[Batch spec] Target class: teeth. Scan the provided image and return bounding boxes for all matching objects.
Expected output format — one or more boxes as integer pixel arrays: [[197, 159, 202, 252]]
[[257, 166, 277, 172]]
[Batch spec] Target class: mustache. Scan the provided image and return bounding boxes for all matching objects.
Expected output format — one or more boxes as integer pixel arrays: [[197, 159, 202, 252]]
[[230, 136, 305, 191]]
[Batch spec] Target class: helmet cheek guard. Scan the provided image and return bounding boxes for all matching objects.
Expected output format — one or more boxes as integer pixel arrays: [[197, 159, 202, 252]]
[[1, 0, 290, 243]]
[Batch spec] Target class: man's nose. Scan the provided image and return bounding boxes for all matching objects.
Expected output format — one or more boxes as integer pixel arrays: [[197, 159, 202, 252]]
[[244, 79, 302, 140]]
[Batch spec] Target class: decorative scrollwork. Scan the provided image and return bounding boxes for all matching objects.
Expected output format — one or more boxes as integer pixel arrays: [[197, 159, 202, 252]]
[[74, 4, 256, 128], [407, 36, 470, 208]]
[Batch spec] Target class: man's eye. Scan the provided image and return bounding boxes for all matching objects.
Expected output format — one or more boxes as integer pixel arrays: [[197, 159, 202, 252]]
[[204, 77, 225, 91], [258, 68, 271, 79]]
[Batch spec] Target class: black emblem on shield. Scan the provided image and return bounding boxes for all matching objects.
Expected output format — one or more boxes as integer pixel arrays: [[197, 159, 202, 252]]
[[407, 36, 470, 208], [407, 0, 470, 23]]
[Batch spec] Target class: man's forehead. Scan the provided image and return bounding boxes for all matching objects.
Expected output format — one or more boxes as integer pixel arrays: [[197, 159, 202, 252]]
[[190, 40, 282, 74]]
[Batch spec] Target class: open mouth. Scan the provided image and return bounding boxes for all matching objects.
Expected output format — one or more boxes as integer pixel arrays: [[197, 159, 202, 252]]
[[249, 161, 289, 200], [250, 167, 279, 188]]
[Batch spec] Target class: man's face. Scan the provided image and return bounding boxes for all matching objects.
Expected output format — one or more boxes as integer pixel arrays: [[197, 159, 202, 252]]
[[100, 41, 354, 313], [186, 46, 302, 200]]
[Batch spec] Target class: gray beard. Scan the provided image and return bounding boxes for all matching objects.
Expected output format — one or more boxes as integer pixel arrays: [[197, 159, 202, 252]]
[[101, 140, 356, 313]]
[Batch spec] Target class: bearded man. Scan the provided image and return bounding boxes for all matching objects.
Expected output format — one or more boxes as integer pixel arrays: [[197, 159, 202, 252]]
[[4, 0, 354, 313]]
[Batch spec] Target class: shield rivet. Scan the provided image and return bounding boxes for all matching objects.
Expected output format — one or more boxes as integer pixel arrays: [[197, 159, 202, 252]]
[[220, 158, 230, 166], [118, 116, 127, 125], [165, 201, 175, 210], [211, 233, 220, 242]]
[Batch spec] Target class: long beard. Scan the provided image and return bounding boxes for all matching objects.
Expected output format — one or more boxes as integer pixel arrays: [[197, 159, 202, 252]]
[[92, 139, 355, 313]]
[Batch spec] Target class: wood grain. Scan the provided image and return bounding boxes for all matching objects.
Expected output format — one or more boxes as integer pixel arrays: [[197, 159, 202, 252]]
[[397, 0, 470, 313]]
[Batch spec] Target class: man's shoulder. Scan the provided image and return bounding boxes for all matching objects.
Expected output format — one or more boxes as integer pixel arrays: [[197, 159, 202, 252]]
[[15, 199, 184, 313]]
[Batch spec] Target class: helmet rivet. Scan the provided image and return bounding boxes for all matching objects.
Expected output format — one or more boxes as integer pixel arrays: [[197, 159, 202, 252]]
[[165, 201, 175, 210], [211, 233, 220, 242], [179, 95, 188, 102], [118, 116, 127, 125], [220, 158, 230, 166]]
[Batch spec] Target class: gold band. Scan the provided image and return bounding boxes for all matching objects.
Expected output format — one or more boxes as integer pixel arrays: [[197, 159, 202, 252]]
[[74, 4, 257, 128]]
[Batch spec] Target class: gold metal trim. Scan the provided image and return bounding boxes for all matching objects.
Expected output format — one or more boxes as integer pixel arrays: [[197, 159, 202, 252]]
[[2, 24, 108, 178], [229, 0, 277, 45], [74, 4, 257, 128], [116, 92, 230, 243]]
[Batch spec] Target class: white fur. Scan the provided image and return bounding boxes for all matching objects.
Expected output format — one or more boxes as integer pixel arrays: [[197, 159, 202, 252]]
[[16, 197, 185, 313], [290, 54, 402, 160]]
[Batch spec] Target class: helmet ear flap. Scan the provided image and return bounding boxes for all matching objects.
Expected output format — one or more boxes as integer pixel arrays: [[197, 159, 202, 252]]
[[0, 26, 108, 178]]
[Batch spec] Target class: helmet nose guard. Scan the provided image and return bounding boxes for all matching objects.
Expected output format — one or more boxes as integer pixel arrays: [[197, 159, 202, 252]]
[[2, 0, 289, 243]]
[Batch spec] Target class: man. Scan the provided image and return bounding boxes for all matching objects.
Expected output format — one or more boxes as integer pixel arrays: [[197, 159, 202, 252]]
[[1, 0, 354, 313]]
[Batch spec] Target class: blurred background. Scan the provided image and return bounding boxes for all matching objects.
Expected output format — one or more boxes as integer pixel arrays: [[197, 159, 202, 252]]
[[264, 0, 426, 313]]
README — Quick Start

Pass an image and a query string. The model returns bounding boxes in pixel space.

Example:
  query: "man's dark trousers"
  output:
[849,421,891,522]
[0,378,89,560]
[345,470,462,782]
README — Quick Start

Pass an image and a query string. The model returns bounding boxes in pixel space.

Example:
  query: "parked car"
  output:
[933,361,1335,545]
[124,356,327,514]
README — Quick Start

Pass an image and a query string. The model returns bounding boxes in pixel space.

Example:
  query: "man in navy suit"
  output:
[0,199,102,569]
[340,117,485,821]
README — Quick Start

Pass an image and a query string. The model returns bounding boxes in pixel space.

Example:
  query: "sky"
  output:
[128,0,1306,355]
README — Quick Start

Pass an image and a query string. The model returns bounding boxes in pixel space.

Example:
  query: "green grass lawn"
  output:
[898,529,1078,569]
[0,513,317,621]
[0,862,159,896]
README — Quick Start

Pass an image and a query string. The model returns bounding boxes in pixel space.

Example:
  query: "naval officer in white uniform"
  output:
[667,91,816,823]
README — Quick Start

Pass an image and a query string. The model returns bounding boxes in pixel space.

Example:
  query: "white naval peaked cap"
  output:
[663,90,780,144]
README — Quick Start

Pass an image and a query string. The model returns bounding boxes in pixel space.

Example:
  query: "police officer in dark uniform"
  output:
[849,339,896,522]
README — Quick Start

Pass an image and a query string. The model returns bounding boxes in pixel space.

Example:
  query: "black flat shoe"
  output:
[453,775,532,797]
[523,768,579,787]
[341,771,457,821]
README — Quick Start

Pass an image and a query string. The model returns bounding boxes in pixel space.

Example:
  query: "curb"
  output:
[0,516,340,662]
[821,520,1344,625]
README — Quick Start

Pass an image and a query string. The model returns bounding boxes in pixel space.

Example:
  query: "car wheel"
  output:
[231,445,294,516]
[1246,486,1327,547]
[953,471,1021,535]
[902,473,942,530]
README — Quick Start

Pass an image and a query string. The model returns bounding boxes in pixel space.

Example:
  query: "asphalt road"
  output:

Set problem: Can you lay out every line of the items above as a Markdown table with the columns No. and Text, numbering each row and leaving out blank lines?

Expected output:
| No. | Text |
|---|---|
| 1 | [Batch spec] Target class: teeth. Scan the provided image and return bounding boxes for all matching objects. |
| 2 | Expected output format — one or more boxes as integer pixel arrays: [[197, 159, 202, 252]] |
| 3 | [[257, 166, 277, 172]] |
| 4 | [Batch spec] Target class: mustache. Scan the provided image and return bounding boxes for all matching objects. |
| 5 | Expected output format — one or more boxes as integer pixel arrays: [[197, 159, 202, 252]] |
| 6 | [[230, 136, 305, 191]] |
| 7 | [Batch spec] Target class: helmet cheek guard. Scan the provided image and return bounding boxes for all matching objects. |
| 8 | Expected output format — one or more boxes as integer pixel arrays: [[197, 159, 202, 252]] |
| 9 | [[1, 0, 290, 243]] |
| 10 | [Batch spec] Target class: man's nose. Scan the provided image and return bounding boxes for all matching objects. |
| 11 | Expected output format — one or more boxes as integer pixel arrays: [[197, 159, 202, 252]] |
| 12 | [[244, 79, 302, 140]] |
| 13 | [Batch spec] Target class: decorative scrollwork. Scan the provided image and return bounding boxes for all matching objects. |
| 14 | Expected output format — one or more boxes as integer pixel arrays: [[197, 159, 202, 252]] |
| 15 | [[74, 4, 256, 128], [407, 36, 470, 208]] |
| 16 | [Batch spec] Target class: man's eye. Scan the provided image and return bounding boxes for all matching objects. |
| 17 | Expected output format — one or more boxes as integer pixel arrays: [[197, 159, 202, 252]] |
| 18 | [[204, 77, 225, 91], [258, 68, 271, 79]] |
| 19 | [Batch spec] Target class: black emblem on shield. Scan the provided image and return bounding boxes for all matching objects. |
| 20 | Expected output format — one or more boxes as integer pixel arrays: [[197, 159, 202, 252]] |
| 21 | [[407, 36, 470, 208], [407, 0, 470, 23]] |
| 22 | [Batch spec] Target class: man's forehead. Scan the provided image and return bounding boxes for all matching objects. |
| 23 | Expected output format — one or more boxes as integer pixel arrays: [[197, 159, 202, 252]] |
| 24 | [[190, 40, 282, 74]] |
| 25 | [Batch spec] Target class: open mouth. Scan the provided image and return bounding boxes for all matching objects. |
| 26 | Expected output format — one or more boxes as integer pixel arrays: [[197, 159, 202, 252]] |
| 27 | [[249, 161, 289, 200], [250, 167, 279, 188]] |
| 28 | [Batch spec] Target class: man's face. Scan the provided image and return bounding boxes for all matching objects. |
| 29 | Expected output format — one or more boxes as integer pixel arrays: [[197, 159, 202, 252]] |
| 30 | [[100, 41, 354, 313], [186, 46, 302, 200]] |
| 31 | [Batch spec] Target class: gray beard. Scan the provided image and return bounding boxes for all matching objects. |
| 32 | Expected output format — one or more boxes as integer pixel arrays: [[197, 159, 202, 252]] |
| 33 | [[101, 140, 356, 313]] |
| 34 | [Batch spec] Target class: bearded man. Scan the provided image and return bounding boxes for all matching objects. |
| 35 | Expected output format — one or more boxes as integer pixel arrays: [[197, 159, 202, 252]] |
| 36 | [[4, 0, 354, 313]] |
| 37 | [Batch spec] Target class: shield rivet. Scan the provided image and return bounding boxes for all matching objects. |
| 38 | Expected output format — one or more boxes as integer pixel arrays: [[197, 159, 202, 252]] |
| 39 | [[220, 158, 230, 166], [118, 116, 127, 125], [165, 201, 175, 210], [211, 233, 220, 242]] |
| 40 | [Batch spec] Target class: long beard. Scan the provided image and return bounding boxes for all matching objects. |
| 41 | Expected output format — one or more boxes as integer pixel arrays: [[197, 159, 202, 252]] |
| 42 | [[92, 139, 355, 313]] |
| 43 | [Batch spec] Target class: wood grain. Scan the provided image and return bounding boxes for all matching objects. |
| 44 | Expected output format — one or more boxes as integer pixel arrays: [[197, 159, 202, 252]] |
| 45 | [[397, 0, 470, 313]] |
| 46 | [Batch spec] Target class: man's shoulder. Scan the provided image and return bounding boxes for all matching objects. |
| 47 | Expected output format — one or more boxes as integer pixel arrays: [[197, 159, 202, 252]] |
| 48 | [[15, 199, 184, 313]] |
| 49 | [Batch spec] Target class: helmet rivet. Scan the provided image and return bounding boxes for all matching objects. |
| 50 | Expected output format — one or more boxes as integer pixel arrays: [[197, 159, 202, 252]] |
| 51 | [[165, 201, 175, 210], [211, 233, 220, 242], [179, 95, 188, 102], [118, 116, 127, 125], [220, 158, 230, 166]] |
| 52 | [Batch spec] Target class: gold band. Scan the provided image and return bounding boxes for all matching objects. |
| 53 | Expected output format — one or more boxes as integer pixel arrays: [[197, 159, 202, 252]] |
| 54 | [[74, 4, 257, 128]] |
| 55 | [Batch spec] Target class: gold metal trim. Scan the provided image and return bounding boxes for all matching objects. |
| 56 | Expected output format — one or more boxes as integer pixel arrays: [[197, 159, 202, 252]] |
| 57 | [[2, 24, 108, 178], [229, 0, 277, 45], [74, 4, 257, 128], [116, 92, 230, 243]] |
| 58 | [Batch spec] Target class: white fur. Scan the provided image and return bounding boxes for all matching objects. |
| 59 | Expected output format — one or more boxes as integer pixel arrays: [[197, 159, 202, 252]] |
| 60 | [[16, 197, 185, 313], [290, 54, 402, 160]] |
| 61 | [Batch spec] Target class: helmet ear flap. Scan the provided image and return bounding boxes for all matching objects. |
| 62 | Expected output format — one or more boxes as integer pixel arrays: [[197, 159, 202, 252]] |
| 63 | [[0, 26, 108, 178]] |
| 64 | [Batch spec] Target class: helmet nose guard. Scan the provided image and return bounding boxes for all matching objects. |
| 65 | Expected output format — one or more boxes as integer pixel arrays: [[197, 159, 202, 252]] |
| 66 | [[2, 0, 289, 243]] |
| 67 | [Batch spec] Target class: man. Scan the provided image and return bounding boxes for all matching objects. |
| 68 | Expected output format — one or more boxes as integer pixel arrays: [[197, 159, 202, 252]] |
| 69 | [[1, 0, 354, 313]] |
| 70 | [Batch spec] Target class: blurred background. Scan the provided image and return bounding boxes for all matching objects. |
| 71 | Expected output format — one or more boxes as integer pixel arrays: [[197, 159, 202, 252]] |
| 72 | [[264, 0, 426, 313]] |
| 73 | README — Quick Start |
| 74 | Pass an image and a query string. The model returns bounding boxes in pixel space. |
| 75 | Example: |
| 76 |   query: "man's dark trousers" |
| 77 |   output: |
| 78 | [849,421,891,522] |
| 79 | [0,378,89,560] |
| 80 | [345,470,462,782] |
| 81 | README — Quick Start |
| 82 | Pass an image and a query string. The model returns bounding boxes in pixel space. |
| 83 | Example: |
| 84 |   query: "parked car" |
| 85 |   output: |
| 86 | [933,361,1335,545] |
| 87 | [124,356,327,514] |
| 88 | README — Quick Start |
| 89 | Pass an image and a query string. The model returns bounding boxes in pixel space. |
| 90 | Example: |
| 91 |   query: "man in navy suit" |
| 92 |   output: |
| 93 | [0,199,102,569] |
| 94 | [340,117,485,821] |
| 95 | README — Quick Start |
| 96 | Pass an image and a query string. The model returns bounding boxes in pixel space. |
| 97 | Example: |
| 98 |   query: "sky" |
| 99 |   output: |
| 100 | [128,0,1306,355] |
| 101 | README — Quick Start |
| 102 | Pass an image and a query string. The model returns bounding boxes in pixel space. |
| 103 | Example: |
| 104 |   query: "green grass lawn" |
| 105 |   output: |
| 106 | [898,529,1078,569] |
| 107 | [0,513,317,621] |
| 108 | [0,862,159,896] |
| 109 | README — Quick Start |
| 110 | Pass an image and a query string. The model returns bounding boxes in pixel space. |
| 111 | Example: |
| 112 |   query: "naval officer in white uniform" |
| 113 |   output: |
| 114 | [667,91,816,823] |
| 115 | README — Quick Start |
| 116 | Pass an image and a query string. The model returns bounding boxes in pixel space. |
| 117 | Example: |
| 118 |   query: "white naval peaked cap" |
| 119 |   output: |
| 120 | [663,90,780,144] |
| 121 | README — Quick Start |
| 122 | Pass an image and a query string. The model returns bounding boxes in pixel space. |
| 123 | Example: |
| 124 |   query: "police officer in dark uniform" |
| 125 |   output: |
| 126 | [849,339,896,522] |
| 127 | README — Quick Start |
| 128 | Pass an image and a query string. The model returns bounding boxes in pixel space. |
| 129 | Example: |
| 130 |   query: "black flat shoe" |
| 131 |   output: |
| 132 | [453,775,532,797] |
| 133 | [523,768,579,787] |
| 134 | [341,771,457,821] |
| 135 | README — Quick Start |
| 136 | Pass an image and a query string. The model returns bounding boxes in pixel space. |
| 137 | Example: |
| 138 |   query: "curb" |
| 139 |   output: |
| 140 | [0,516,340,662] |
| 141 | [821,520,1344,625] |
| 142 | README — Quick Start |
| 143 | Pass an image and a query string. The model returns bounding boxes in pixel space. |
| 144 | Example: |
| 145 |   query: "car wheel" |
| 146 |   output: |
| 147 | [231,445,294,516] |
| 148 | [1246,486,1327,547] |
| 149 | [953,471,1021,535] |
| 150 | [902,473,942,530] |
| 151 | README — Quick Start |
| 152 | Pass an image and a query string. The model returns bounding boxes in pixel space. |
| 153 | Example: |
| 154 |   query: "asphalt road" |
| 155 |   output: |